=== SET PROBLEM ===
Could you repeat the rows from the line with "The function marks" through the end of the rows, swapping "Outline list" for "Polygon list" and keeping everything else the same?

(Contour labeling entries)
* * * * * * *

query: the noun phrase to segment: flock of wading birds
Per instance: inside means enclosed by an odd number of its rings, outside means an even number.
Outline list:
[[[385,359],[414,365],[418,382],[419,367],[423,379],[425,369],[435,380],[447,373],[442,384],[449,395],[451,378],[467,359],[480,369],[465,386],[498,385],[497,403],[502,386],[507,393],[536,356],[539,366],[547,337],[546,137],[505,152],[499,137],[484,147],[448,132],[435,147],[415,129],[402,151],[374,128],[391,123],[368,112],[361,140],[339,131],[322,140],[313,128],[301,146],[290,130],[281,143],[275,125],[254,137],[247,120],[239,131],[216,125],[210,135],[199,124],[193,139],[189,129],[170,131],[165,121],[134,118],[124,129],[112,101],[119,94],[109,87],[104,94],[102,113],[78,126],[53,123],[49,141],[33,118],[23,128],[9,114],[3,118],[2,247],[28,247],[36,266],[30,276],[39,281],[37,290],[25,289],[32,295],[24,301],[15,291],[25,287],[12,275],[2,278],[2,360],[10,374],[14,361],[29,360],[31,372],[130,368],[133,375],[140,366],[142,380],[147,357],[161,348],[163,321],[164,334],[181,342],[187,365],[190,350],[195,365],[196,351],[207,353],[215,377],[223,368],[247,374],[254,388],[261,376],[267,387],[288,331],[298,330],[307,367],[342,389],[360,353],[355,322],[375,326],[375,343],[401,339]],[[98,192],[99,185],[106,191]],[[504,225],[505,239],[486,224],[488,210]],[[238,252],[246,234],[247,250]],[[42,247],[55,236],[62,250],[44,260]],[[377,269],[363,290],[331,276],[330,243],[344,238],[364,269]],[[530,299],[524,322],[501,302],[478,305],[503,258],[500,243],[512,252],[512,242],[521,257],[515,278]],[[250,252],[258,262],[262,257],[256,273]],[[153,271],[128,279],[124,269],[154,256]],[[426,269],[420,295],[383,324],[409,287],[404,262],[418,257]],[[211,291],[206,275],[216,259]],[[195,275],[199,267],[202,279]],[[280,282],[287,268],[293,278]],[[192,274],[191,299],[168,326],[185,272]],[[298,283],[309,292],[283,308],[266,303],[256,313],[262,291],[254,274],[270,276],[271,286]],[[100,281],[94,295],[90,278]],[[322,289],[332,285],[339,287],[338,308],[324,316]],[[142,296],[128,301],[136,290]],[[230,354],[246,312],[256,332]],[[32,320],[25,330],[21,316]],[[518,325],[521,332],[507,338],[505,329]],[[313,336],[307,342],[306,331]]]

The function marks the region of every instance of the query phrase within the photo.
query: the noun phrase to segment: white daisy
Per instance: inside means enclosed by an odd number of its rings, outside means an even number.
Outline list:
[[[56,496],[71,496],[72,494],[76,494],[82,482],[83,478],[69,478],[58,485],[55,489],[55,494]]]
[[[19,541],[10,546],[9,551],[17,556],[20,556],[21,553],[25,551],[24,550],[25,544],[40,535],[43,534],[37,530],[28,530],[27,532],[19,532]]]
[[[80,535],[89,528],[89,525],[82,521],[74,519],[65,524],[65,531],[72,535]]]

* * * * * * *

=== PROBLEM SOLUTION ===
The function marks the region of every instance of the query phrase within the photo.
query: the noun phrase to segment: white daisy
Per instance: inside means enclosed by an odd number of its rings, outside means an even number.
Polygon list:
[[[56,496],[71,496],[72,494],[76,494],[82,482],[83,478],[69,478],[58,485],[55,489],[55,494]]]
[[[19,541],[10,546],[9,551],[17,556],[20,556],[21,553],[25,551],[24,550],[25,544],[40,535],[43,534],[37,530],[28,530],[27,532],[19,532]]]
[[[80,535],[89,528],[89,525],[82,521],[74,519],[65,524],[65,531],[72,535]]]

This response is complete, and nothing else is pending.